下部ボトルへの空気入れと噴射口の栓のためには空気注入針を刺したゴム栓を使い、これを自転車の空気入れに接続してロケット発射します。
このページでは、落下傘付き水ロケットに改造するために必要な部分だけをまとめましたので、基本形の水ロケットの作り方や落下傘の作り方については、ペットボトルの選び方、工作するための線の引き方、ペットボトルの切り方など、ていねいにまとめてあるホームページがたくさんありますから、「水ロケット」や「ペットボトルロケット」などをキーワードにして検索して勉強してください。
また、本文中に記載している数値は、工作する人が入手した実際の材料によって少し変わりますので参考にとどめて下さい。
落下傘付き水ロケットに改造するには、基本形の水ロケットのビニールテープをはがして、ヘッド、上部ボトル、下部ボトルの3つの部分に分解してください。
<基本形の水ロケットの外観>
<基本形の水ロケットの断面>
<新たに準備する材料>
- 基本形水ロケットと同じ大きさのペットボトル ・・・・1本
- おもり(約45グラム) ・・・・・・・・・・・・・・・・・・1個
- たこ糸 ・・・・・・・・・・・・・・・・・・・・・・・・・・・・・・(太、細)各1巻
- ビニールテープ ・・・・・・・・・・・・・・・・・・・・・・・・1巻
- 輪ゴム ・・・・・・・・・・・・・・・・・・・・・・・・・・・・・・・3本
(落下傘はこれとは別に作ってください)
おもりの取付け
落下傘付き水ロケットでは、上部ボトルと下部ボトルをビニールテープで巻いて固定することはしません。上部ボトルは下部ボトルの上にちょうど帽子をかぶるようにチョコンと載せているだけです。
おもりは太さ12mm用のネジの長ナット(重さ45グラム)を使いました。これを上部ボトルのキャップの真ん中に穴をあけて上部ボトルの中にたこ糸で吊り下げます。おもりの位置は上部ボトルのなるべく上の方で、大きく揺れることができる位置とします。

**資料**:
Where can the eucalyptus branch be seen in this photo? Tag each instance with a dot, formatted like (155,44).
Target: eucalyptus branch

**指示 1**:
次の(a)〜(c)が本文の内容と合っているかどうかを「はい」か「いいえ」で答えなさい。それぞれ、判断の決め手となる本文の言葉を引用すること。
(a) 落下傘付き水ロケットでは、上部ボトルと下部ボトルをビニールテープで固定する。
(b) おもりには重さ45グラムの長ナットを使った。
(c) 本文に記載された数値は、実際の材料によって少し変わる。
**指示 2**: 本文によると、落下傘付き水ロケットに改造するとき、基本形の水ロケットをどの部分に分解するか。
**指示 3**: 本文の内容を2文で要約しなさい。

**解答 1**:
(a) いいえ。「上部ボトルと下部ボトルをビニールテープで巻いて固定することはしません」
(b) はい。「おもりは太さ12mm用のネジの長ナット(重さ45グラム)を使いました」
(c) はい。「工作する人が入手した実際の材料によって少し変わります」

**解答 2**: ヘッド、上部ボトル、下部ボトルの3つの部分に分解する。

**解答 3**: 基本形の水ロケットを落下傘付き水ロケットに改造するには、ビニールテープをはがして、ヘッド、上部ボトル、下部ボトルの3つの部分に分解する。上部ボトルは下部ボトルの上に載せるだけで固定せず、重さ45グラムの長ナットをおもりとして、上部ボトルの中のなるべく上の方にたこ糸で吊り下げる。